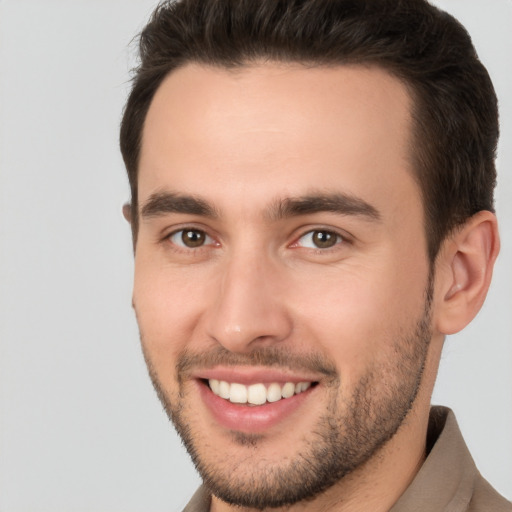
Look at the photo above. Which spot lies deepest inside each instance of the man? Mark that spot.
(312, 213)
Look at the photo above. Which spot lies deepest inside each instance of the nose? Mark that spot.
(249, 309)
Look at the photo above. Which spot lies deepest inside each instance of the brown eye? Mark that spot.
(190, 238)
(324, 239)
(193, 238)
(319, 239)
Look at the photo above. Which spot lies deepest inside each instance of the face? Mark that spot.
(282, 285)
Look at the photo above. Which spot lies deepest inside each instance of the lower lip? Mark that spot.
(251, 419)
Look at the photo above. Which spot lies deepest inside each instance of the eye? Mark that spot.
(319, 239)
(190, 238)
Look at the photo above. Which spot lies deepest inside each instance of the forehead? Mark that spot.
(272, 127)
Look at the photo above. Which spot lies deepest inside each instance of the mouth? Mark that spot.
(254, 401)
(257, 394)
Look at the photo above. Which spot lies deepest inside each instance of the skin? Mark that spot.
(242, 141)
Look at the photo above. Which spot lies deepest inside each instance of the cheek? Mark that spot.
(356, 315)
(168, 305)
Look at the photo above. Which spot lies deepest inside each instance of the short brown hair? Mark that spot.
(455, 116)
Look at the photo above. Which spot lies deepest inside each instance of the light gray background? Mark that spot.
(80, 427)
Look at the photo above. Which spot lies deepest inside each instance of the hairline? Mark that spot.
(414, 108)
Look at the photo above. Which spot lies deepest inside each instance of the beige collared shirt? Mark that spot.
(448, 481)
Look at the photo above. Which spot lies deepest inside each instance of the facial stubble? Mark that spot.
● ● ● ● ● ● ●
### The problem
Leave out the pictures and transcribe everything else exactly.

### Written reply
Look at the photo above. Which spot lies deepest inside each instance of the man? Mark that spot.
(312, 213)
Look at the photo above. Which spot lies deepest inside each instance of the nose? Mark that spot.
(249, 309)
Look at the photo above. Which spot lies deepest inside each instance of the brown eye? Mark that spot.
(190, 238)
(324, 239)
(193, 238)
(319, 239)
Look at the photo above. Which spot lies deepest inside each instance of the face? Mark that spot.
(282, 285)
Look at the photo above. Which spot lies deepest inside each instance of the lower lip? Mark that spot.
(251, 419)
Look at the photo above. Which spot lies deepest inside each instance of the eye? Mark that spot.
(319, 239)
(190, 238)
Look at the photo above. Which spot lies deepest inside each instance of the forehead? Mark that spot.
(272, 127)
Look at the photo above. Which spot lies deepest inside each instance of the mouth? Mark that spot.
(254, 401)
(257, 394)
Look at the photo above. Which spot lies deepest inside each instance of the skin? Mark that spot.
(242, 141)
Look at the photo above. Which spot lies deepest inside each instance of the cheek? Mark that spot.
(356, 315)
(168, 305)
Look at the photo above. Which spot lies deepest inside each instance of the short brown hair? Mark that spot.
(455, 116)
Look at the photo above. Which spot lies deepest inside each instance of the light gray background? Mark that spot.
(80, 427)
Look at the photo above. Which spot lies deepest inside each instance of the hairline? Mark that spot.
(414, 108)
Look at the photo above. Which spot lies deepest inside each instance of the beige collared shirt? Mark that spot.
(448, 481)
Look at the photo above. Which spot lies deepest inside each instance of the facial stubble? Mark that spot.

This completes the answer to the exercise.